(Beginning of Record extracts)

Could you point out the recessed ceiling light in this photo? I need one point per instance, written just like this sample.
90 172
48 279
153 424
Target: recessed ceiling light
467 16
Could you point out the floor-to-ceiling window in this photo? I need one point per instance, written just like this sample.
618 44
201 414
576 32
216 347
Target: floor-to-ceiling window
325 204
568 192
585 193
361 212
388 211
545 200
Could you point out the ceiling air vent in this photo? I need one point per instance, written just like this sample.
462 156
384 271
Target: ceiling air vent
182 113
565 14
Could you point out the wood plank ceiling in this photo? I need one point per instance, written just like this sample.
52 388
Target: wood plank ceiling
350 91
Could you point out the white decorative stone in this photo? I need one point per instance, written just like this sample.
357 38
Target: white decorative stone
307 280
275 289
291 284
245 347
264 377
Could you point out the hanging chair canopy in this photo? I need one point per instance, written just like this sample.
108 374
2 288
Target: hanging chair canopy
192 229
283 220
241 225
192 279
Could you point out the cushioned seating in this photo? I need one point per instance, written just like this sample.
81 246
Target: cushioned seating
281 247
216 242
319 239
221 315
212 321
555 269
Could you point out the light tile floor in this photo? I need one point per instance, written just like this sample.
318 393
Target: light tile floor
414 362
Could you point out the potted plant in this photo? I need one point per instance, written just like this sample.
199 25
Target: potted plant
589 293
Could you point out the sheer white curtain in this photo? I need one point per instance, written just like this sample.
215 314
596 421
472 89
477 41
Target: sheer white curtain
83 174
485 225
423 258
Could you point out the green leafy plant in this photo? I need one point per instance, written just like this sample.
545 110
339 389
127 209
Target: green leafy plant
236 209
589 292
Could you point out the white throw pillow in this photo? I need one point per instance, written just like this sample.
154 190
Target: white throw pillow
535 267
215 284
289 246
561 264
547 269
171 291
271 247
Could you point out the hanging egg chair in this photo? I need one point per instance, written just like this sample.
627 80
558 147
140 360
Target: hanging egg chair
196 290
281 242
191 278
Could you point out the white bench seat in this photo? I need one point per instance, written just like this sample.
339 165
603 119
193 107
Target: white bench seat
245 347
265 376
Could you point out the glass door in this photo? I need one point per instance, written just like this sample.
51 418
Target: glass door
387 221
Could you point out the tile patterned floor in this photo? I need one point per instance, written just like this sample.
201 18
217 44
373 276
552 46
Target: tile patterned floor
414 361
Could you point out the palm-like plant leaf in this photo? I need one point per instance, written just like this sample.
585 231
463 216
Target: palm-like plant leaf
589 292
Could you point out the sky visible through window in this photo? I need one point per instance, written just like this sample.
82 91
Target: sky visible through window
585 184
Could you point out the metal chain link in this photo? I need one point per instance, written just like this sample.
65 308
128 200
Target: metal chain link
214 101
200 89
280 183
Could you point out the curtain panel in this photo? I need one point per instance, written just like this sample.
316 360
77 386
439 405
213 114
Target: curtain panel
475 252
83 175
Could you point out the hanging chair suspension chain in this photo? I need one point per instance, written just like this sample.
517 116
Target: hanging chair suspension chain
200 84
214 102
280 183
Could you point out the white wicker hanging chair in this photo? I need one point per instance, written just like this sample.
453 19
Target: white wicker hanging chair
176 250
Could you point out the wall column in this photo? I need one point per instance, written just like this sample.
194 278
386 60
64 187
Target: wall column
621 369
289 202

(End of Record extracts)

- [Exercise aim]: Word for word, write out each of the records shown above.

- [Reply to the task]:
Could you point out the recessed ceiling light in this photo? I need one point per instance, written just like this sample.
90 172
48 279
153 424
Target: recessed ceiling light
467 16
Could you point out the floor-to-ceiling window in this photo? I need one point per instance, written just like this sample.
618 44
201 414
576 32
216 347
Target: floor-to-ceiling window
325 204
568 192
585 193
361 212
388 211
545 200
Could you point out the ceiling air vent in this photo? I need one point per instance, written just like this sample.
462 156
384 271
Target: ceiling air vent
182 113
565 14
Could you point out the wood plank ceiling in this photo? I need one point per instance, written just like this sample.
52 388
Target: wood plank ceiling
350 91
Could you point out the white decorative stone in this photo? I need one point per instance, written just like this sample.
357 38
Target: white decorative stone
307 280
275 289
291 284
245 347
264 377
Could you point out the hanging chair canopy in this photo? I need one point per instance, written just like this sample.
108 374
2 288
Target: hanging chair canopy
192 229
283 220
241 225
192 279
Could you point out the cushioned seating in this photo? I need one point per instance, written just like this sample.
81 246
Target: cushioned seating
281 247
216 242
319 239
221 315
212 321
555 269
Could you point out the light tile floor in this photo? I need one point per instance, written just like this sample.
318 393
Target: light tile floor
414 362
Could you point out the potted plant in this photo? I need one point per instance, written just like this sample.
199 25
Target: potted plant
589 293
Could you point out the sheer white curtain in this photo? I need one point per instance, written just like this sample.
215 314
596 421
472 89
477 41
Target: sheer white curtain
83 174
485 225
423 258
Could you point out the green leafy plant in this photo? I need one point per instance, written just like this sample.
545 110
339 389
127 209
Target: green leafy plant
236 209
589 292
Could you point out the white throw pillow in this photo? I need one point per instance, written just like this sample.
154 190
Target: white throw pillow
535 267
215 284
289 246
561 264
547 269
171 291
271 247
Could you point out the hanging egg chair in this photo? I need one point per instance, written just like this sample.
627 80
558 147
140 360
Target: hanging egg chair
196 290
281 242
191 278
Could you point out the white bench seat in this photo? I need one point per instance, written just like this sample.
339 165
603 119
193 107
Target: white bench seat
245 347
265 376
Could you point out the glass door in this photo? I need one point per instance, written just like this sample.
51 418
Target: glass door
387 221
Could you point out the tile patterned floor in this photo? I need one point per instance, written just like this sample.
201 18
217 44
373 276
552 46
Target: tile patterned floor
414 361
Could you point out the palm-like plant leaf in this photo? I need one point per instance, written just like this sample.
585 231
463 216
Target: palm-like plant leaf
589 292
Could you point out the sky visible through window in this photo? I need one point per instance, written just like this sample.
82 91
Target: sky visible through window
585 184
Could you point out the metal chain link in this photo? I need one point per instance, written just like this sample.
65 308
128 200
Target: metal chain link
214 101
200 89
280 183
Could you point out the curtain panel in this photo? I need one point per instance, written just like this sample.
316 360
77 386
439 405
213 114
Target: curtain panel
475 252
83 175
Could you point out the hanging chair suspension chain in this photo? I need one point per instance, written just like this sample.
517 116
Target: hanging chair suspension chain
200 84
214 102
280 183
Could you point out the white wicker hanging chair in this photo? I need one point per instance, written just like this sample.
453 19
Target: white wicker hanging chair
176 250
Could you point out the wall column in this photo? I need one point per instance, written just like this sample.
194 278
386 60
64 187
Target: wall column
621 369
289 202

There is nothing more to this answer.